Data extracted from a collection:
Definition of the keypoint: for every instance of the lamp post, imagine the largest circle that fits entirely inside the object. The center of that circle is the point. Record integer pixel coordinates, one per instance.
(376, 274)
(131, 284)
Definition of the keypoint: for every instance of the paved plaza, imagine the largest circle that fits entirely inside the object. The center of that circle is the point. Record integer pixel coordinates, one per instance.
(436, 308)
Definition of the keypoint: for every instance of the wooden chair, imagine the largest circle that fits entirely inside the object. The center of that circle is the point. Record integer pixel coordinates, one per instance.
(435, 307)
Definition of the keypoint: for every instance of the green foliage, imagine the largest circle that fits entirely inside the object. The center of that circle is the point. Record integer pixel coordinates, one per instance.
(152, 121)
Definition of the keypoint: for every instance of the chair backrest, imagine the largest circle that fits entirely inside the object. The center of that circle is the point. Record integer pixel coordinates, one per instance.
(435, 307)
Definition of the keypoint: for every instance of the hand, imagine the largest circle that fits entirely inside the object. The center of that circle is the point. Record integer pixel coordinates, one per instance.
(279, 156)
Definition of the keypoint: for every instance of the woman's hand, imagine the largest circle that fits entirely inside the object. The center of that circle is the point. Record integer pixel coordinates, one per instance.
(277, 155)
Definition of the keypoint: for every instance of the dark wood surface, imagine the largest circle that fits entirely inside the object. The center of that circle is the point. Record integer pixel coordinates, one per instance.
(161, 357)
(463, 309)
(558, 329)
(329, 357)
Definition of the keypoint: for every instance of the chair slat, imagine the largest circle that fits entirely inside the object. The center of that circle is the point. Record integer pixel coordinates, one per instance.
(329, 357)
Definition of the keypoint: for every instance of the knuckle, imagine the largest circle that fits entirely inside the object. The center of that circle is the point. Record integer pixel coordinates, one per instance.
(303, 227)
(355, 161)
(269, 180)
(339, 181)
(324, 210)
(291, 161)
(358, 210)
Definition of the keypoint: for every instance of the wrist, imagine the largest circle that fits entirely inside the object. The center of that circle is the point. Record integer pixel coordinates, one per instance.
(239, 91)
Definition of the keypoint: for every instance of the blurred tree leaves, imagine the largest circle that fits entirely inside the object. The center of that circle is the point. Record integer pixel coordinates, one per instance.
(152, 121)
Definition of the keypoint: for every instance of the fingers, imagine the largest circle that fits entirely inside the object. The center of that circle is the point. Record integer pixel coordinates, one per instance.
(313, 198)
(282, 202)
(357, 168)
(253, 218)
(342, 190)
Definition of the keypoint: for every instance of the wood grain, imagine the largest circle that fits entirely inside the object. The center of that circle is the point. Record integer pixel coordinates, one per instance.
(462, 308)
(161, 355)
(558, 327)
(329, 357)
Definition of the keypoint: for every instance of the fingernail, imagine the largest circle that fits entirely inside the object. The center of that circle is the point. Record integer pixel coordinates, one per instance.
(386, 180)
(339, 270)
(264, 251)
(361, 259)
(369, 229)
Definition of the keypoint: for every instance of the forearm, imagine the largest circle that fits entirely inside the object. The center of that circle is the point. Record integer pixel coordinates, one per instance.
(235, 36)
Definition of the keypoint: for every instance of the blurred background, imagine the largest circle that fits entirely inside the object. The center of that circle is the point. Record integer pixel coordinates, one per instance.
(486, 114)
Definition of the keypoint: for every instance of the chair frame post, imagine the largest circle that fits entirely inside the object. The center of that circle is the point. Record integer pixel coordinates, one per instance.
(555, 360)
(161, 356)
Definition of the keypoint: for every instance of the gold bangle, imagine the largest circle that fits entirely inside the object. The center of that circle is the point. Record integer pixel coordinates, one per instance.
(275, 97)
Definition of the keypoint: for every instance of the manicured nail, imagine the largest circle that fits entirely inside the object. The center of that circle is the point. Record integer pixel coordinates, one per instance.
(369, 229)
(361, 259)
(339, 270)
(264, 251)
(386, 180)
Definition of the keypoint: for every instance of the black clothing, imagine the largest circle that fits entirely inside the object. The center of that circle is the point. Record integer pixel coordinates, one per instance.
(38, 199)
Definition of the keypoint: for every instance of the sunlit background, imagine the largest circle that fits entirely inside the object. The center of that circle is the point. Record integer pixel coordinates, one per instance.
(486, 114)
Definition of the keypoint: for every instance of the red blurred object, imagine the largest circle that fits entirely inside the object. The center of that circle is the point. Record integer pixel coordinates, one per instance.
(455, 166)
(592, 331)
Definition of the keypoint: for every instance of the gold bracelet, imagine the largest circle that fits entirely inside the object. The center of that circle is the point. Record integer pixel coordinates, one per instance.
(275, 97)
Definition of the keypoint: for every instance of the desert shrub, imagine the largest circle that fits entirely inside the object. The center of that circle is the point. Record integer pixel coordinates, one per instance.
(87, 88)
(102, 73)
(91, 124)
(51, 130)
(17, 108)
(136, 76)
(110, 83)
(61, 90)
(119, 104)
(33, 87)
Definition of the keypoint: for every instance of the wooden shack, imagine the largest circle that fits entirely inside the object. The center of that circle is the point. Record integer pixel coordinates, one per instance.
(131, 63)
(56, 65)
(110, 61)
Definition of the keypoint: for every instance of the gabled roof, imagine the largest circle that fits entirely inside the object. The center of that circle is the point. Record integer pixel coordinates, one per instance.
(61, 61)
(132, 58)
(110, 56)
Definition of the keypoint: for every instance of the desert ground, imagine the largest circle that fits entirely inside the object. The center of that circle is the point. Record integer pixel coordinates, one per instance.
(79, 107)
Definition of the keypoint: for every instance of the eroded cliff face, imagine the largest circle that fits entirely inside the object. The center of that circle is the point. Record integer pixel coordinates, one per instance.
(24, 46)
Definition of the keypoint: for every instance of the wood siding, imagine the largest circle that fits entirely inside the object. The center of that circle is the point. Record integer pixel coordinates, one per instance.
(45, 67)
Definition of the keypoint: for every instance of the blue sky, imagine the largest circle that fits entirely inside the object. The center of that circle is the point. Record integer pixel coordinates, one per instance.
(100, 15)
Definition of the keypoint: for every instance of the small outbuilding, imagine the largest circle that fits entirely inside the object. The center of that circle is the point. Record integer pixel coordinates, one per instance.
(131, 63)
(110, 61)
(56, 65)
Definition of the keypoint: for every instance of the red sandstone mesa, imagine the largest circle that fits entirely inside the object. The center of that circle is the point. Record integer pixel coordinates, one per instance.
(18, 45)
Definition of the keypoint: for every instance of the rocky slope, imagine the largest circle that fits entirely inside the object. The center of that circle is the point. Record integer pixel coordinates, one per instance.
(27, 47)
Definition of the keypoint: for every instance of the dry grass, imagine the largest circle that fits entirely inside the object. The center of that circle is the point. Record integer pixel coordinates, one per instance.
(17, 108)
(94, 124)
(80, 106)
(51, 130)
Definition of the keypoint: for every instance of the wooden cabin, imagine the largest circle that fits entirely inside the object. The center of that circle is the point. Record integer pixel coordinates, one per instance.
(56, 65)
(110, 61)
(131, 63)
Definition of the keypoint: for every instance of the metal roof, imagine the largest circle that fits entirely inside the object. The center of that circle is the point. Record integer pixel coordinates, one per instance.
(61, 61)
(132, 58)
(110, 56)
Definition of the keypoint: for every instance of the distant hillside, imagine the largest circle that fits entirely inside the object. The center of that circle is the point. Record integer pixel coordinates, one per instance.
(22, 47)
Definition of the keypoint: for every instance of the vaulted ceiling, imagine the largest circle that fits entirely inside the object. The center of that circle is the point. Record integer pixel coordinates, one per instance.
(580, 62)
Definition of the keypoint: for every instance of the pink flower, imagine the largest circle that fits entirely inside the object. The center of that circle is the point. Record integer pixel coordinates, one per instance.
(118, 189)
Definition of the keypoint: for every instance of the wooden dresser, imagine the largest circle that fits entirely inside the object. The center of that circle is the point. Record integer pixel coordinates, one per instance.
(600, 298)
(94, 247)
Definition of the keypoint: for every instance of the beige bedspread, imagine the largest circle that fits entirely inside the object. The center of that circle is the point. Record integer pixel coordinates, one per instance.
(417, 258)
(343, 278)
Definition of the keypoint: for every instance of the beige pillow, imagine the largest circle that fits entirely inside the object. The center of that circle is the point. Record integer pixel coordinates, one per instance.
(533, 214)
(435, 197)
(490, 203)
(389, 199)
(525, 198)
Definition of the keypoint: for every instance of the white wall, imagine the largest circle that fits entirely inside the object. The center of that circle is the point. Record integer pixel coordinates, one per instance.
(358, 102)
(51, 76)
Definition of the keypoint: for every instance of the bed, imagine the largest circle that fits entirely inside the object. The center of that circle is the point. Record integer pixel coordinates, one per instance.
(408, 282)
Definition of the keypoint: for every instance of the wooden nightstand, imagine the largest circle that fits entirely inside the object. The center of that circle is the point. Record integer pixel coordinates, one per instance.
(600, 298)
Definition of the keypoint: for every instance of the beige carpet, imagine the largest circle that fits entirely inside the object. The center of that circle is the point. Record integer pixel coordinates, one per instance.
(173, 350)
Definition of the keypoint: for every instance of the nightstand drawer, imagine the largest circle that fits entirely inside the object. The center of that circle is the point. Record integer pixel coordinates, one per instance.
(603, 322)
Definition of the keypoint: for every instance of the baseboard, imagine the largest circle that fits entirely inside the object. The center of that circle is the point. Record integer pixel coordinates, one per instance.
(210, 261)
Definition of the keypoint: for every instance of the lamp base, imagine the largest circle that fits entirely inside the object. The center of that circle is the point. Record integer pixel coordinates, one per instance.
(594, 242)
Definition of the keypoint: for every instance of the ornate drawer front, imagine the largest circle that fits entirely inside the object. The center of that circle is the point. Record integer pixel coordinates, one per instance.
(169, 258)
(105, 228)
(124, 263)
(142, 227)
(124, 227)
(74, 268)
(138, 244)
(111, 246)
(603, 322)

**WHAT THE TASK REQUIRES**. The line containing "lamp base, imagine" and every line after it, through the end of the records above: output exactly those, and nothing else.

**ANSWER BELOW**.
Definition of the keypoint: for every instance of the lamp base, imagine the largest circle that fits entirely inside the object. The center of that circle is the point. Record integer pixel coordinates, one per instance.
(594, 242)
Definition of the keypoint: for every instance of the ornate drawer front, imagine the largest circle that fits entirely inside the object. The center of that circle is the point. Record integer pixel coordinates, one per instance.
(169, 258)
(105, 228)
(124, 263)
(142, 227)
(124, 227)
(74, 268)
(138, 244)
(111, 246)
(603, 322)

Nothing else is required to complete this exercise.